** begin Provided records **
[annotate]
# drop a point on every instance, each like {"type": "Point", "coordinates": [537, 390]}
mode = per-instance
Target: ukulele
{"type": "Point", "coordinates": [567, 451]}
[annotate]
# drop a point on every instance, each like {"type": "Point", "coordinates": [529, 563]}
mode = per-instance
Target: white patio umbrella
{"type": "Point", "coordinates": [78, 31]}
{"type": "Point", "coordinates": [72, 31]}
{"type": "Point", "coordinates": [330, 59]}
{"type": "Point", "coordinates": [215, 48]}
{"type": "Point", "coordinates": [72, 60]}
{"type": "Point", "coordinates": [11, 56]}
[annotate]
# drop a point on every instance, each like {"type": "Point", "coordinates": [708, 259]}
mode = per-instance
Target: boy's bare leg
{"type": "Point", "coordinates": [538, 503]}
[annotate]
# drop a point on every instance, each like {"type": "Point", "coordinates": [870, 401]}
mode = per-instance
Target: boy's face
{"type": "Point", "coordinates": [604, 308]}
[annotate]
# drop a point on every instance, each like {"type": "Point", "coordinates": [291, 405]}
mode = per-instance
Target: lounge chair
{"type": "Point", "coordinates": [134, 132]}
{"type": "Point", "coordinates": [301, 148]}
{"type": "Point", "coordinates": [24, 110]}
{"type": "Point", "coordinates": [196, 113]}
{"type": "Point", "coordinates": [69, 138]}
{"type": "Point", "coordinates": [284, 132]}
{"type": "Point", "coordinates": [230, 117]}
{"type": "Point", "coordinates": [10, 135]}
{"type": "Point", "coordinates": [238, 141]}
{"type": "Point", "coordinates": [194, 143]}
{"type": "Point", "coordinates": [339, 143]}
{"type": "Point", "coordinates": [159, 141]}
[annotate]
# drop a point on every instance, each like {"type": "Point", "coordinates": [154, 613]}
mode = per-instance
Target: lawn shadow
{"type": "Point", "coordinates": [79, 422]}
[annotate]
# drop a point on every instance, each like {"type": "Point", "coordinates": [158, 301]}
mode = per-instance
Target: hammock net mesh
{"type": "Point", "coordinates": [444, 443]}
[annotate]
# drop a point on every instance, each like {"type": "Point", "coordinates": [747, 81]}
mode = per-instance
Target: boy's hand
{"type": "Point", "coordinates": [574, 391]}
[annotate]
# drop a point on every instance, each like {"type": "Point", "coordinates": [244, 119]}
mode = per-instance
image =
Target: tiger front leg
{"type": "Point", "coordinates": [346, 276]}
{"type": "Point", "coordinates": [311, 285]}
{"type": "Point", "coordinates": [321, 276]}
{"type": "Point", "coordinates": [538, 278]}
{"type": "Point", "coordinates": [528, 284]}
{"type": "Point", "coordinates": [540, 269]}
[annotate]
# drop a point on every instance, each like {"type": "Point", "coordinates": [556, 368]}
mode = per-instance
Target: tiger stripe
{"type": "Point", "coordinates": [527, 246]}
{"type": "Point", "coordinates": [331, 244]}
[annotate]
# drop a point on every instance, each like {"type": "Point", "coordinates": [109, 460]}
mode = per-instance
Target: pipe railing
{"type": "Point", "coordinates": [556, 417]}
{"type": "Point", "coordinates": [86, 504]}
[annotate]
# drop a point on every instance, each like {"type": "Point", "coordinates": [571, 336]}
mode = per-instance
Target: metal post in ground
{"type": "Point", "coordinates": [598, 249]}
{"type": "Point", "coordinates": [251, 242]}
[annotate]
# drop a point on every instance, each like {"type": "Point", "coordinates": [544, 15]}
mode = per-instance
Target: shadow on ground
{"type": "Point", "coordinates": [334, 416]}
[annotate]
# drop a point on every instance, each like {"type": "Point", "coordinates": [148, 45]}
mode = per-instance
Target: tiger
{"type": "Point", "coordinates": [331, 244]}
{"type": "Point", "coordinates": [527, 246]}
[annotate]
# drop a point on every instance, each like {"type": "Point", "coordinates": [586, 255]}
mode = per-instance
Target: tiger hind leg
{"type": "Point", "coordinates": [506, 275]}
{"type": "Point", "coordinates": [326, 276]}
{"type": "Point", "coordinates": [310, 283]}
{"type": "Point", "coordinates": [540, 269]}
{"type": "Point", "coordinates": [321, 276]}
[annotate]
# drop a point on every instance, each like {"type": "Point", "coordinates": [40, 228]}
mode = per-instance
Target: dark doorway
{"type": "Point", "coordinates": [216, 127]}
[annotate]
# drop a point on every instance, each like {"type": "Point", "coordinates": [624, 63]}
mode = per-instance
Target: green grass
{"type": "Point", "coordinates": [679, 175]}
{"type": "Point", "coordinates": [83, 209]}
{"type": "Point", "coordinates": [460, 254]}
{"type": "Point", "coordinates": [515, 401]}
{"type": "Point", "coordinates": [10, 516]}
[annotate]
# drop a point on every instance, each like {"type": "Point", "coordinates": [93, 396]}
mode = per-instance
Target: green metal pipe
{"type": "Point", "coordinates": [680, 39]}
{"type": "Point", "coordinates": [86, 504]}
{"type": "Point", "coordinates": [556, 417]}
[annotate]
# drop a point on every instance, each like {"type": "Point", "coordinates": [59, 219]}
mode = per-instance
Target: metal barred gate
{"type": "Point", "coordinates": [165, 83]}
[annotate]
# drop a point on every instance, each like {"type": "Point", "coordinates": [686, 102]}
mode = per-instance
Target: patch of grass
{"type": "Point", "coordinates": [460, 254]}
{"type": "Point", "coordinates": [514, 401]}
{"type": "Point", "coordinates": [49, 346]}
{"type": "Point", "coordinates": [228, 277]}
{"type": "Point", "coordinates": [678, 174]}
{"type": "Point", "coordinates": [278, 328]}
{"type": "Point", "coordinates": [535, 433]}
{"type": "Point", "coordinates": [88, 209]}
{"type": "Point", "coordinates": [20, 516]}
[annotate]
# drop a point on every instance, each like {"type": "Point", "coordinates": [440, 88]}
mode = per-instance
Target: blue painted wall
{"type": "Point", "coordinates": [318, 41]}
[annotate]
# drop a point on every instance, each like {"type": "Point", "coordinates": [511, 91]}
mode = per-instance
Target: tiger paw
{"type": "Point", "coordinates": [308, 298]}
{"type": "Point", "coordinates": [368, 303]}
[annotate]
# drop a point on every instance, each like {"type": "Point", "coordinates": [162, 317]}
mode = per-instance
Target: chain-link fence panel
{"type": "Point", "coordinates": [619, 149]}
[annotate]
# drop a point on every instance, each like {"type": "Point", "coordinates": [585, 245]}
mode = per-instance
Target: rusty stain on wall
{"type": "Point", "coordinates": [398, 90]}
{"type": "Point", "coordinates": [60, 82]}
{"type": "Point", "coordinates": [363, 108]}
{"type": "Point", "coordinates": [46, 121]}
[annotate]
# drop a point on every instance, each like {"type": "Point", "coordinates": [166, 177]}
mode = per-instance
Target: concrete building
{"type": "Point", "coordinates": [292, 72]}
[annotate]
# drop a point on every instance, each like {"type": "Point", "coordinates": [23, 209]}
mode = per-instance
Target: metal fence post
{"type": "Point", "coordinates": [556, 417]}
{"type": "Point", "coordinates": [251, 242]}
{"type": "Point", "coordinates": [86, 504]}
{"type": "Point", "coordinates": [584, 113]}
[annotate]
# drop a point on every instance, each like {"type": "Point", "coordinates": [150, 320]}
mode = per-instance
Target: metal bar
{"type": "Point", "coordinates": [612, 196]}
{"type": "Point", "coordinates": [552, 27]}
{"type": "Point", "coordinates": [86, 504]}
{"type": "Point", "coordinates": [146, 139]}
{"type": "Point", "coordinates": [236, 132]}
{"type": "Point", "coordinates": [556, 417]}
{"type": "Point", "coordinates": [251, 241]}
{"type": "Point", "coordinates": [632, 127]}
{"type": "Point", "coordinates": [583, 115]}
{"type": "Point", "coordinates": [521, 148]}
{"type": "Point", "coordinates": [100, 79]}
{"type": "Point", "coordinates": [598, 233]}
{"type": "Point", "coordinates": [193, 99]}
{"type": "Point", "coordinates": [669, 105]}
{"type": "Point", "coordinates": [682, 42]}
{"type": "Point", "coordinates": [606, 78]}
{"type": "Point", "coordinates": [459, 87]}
** end Provided records **
» **The exercise**: Please extract each line in the entries above that contains the string "pipe", treating uppercase and lowercase as different.

» **The result**:
Target: pipe railing
Target: green metal pipe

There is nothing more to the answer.